# What is being asked:
Each record, exactly as written, should be printed again.
**** Dataset excerpts
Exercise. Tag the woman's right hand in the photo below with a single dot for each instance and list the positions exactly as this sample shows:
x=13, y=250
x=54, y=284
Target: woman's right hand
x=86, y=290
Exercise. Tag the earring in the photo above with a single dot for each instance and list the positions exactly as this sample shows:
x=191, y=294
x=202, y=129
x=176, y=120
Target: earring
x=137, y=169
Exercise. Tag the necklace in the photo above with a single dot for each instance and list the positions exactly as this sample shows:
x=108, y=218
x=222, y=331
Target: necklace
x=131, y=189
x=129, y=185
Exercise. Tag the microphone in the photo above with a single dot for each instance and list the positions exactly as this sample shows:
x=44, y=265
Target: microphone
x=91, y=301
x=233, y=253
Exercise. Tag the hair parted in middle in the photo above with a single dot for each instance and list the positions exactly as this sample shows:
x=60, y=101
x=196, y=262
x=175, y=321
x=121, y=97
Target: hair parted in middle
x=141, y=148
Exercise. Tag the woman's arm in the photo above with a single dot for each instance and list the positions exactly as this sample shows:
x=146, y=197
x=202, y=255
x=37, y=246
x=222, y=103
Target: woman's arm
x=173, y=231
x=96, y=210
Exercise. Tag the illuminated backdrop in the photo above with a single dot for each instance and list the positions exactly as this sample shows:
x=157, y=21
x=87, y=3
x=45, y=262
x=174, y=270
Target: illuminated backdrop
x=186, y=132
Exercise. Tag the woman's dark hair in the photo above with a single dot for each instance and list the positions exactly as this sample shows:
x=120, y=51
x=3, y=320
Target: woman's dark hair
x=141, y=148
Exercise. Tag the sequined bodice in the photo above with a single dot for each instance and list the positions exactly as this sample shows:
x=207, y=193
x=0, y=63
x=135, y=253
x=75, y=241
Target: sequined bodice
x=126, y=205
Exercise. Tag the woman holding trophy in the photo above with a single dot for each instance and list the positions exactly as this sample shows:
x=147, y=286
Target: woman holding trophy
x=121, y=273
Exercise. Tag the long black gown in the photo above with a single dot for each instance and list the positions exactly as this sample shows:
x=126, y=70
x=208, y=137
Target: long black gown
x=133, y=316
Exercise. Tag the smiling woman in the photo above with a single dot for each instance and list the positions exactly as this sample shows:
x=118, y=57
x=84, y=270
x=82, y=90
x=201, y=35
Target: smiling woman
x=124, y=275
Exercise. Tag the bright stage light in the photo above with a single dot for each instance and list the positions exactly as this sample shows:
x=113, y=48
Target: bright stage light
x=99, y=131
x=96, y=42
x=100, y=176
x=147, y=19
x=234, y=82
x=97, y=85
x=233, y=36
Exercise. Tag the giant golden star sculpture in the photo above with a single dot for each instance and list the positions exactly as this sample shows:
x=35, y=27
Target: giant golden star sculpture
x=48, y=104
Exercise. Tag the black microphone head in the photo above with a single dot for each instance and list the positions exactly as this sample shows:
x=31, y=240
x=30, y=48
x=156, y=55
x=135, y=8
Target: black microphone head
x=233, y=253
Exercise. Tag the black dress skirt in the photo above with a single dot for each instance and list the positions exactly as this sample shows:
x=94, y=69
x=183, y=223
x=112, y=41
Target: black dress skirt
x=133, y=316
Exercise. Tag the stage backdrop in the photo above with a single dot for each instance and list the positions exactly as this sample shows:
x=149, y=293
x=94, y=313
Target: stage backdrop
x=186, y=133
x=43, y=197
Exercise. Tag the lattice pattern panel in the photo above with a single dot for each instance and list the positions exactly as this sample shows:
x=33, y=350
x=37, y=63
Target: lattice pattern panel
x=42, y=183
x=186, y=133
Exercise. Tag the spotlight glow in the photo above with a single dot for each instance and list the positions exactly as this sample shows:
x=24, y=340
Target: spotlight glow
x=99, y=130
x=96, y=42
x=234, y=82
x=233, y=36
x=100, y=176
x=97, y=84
********
# Answer for this exercise:
Exercise. Tag the woman's right hand in the photo below with a single dot for each instance and list the positions exactly as this sample shows:
x=13, y=250
x=54, y=284
Target: woman's right hand
x=86, y=290
Exercise. Tag the earring in the photo above with a single dot for each instance and list the positions exactly as this sample shows:
x=191, y=294
x=202, y=129
x=176, y=120
Target: earring
x=137, y=169
Exercise. Tag the necklace in the photo above with a single dot for each instance and list the positions exactly as this sample shows:
x=108, y=218
x=222, y=331
Target: necklace
x=131, y=189
x=129, y=185
Exercise. Tag the microphone in the photo above with a single dot for each instance and list the positions exactly as this sample shows:
x=44, y=265
Target: microphone
x=91, y=301
x=233, y=253
Exercise. Tag the hair parted in middle in the photo above with a single dot for each instance and list the positions exactly as this sample shows:
x=60, y=101
x=196, y=262
x=175, y=321
x=121, y=97
Target: hair parted in middle
x=141, y=148
Exercise. Tag the woman's arm in the photo above with a single dot for each instance and list the positions exactly as this sample shows:
x=146, y=197
x=202, y=255
x=37, y=246
x=222, y=103
Target: woman's arm
x=173, y=231
x=96, y=210
Exercise. Tag the illuminated backdrop in the photo above with a single dot for each instance and list the positions exactly as this sample shows:
x=157, y=21
x=87, y=3
x=45, y=262
x=174, y=270
Target: illuminated backdrop
x=186, y=132
Exercise. Tag the woman's dark hair in the photo above with a single dot for each instance and list the positions exactly as this sample shows:
x=120, y=51
x=3, y=320
Target: woman's dark hair
x=141, y=148
Exercise. Tag the sequined bodice in the photo above with a single dot for each instance and list the positions exactly as this sample shows:
x=207, y=193
x=0, y=63
x=135, y=253
x=75, y=241
Target: sequined bodice
x=126, y=205
Exercise. Tag the woman holding trophy in the photo above with a single dot for each instance and list the positions exactly as this sample shows:
x=147, y=286
Target: woman holding trophy
x=121, y=273
Exercise. Tag the long black gown in the photo above with a single dot for each instance and list the positions exactly as this sample shows:
x=126, y=70
x=208, y=137
Target: long black gown
x=133, y=316
Exercise. Tag the smiling woman in the photo above with a single dot for each instance and list the positions exactly as this sample shows:
x=118, y=57
x=84, y=270
x=82, y=90
x=201, y=35
Target: smiling woman
x=124, y=275
Exercise. Tag the bright stage light in the photo above with a single dot for each instance and list the positions exactly as this sample shows:
x=113, y=48
Target: bright stage light
x=99, y=131
x=96, y=42
x=100, y=176
x=147, y=19
x=234, y=82
x=97, y=85
x=233, y=36
Exercise. Tag the giant golden star sculpture in the photo above with a single dot for each instance and list the positions exactly as this sample shows:
x=35, y=27
Target: giant golden star sculpture
x=48, y=104
Exercise. Tag the black microphone head in the photo above with a single dot for each instance and list the positions exactly as this sample shows:
x=31, y=240
x=30, y=48
x=156, y=55
x=135, y=8
Target: black microphone head
x=233, y=253
Exercise. Tag the black dress skirt in the photo above with a single dot for each instance and list the positions exactly as this sample shows:
x=94, y=69
x=183, y=223
x=112, y=41
Target: black dress skirt
x=133, y=316
Exercise. Tag the stage backdrop in the photo above with a single dot for each instance and list the positions exactly as this sample shows:
x=149, y=293
x=94, y=313
Target: stage backdrop
x=186, y=133
x=43, y=197
Exercise. Tag the lattice pattern panel in the photo above with a single dot for each instance and list the positions exactly as this sample shows:
x=33, y=350
x=37, y=63
Target: lattice pattern panel
x=42, y=183
x=186, y=133
Exercise. Tag the spotlight glow in the photo above with a single dot for each instance and list the positions exactly as this sample shows:
x=24, y=340
Target: spotlight glow
x=99, y=130
x=96, y=42
x=234, y=82
x=233, y=36
x=100, y=176
x=97, y=84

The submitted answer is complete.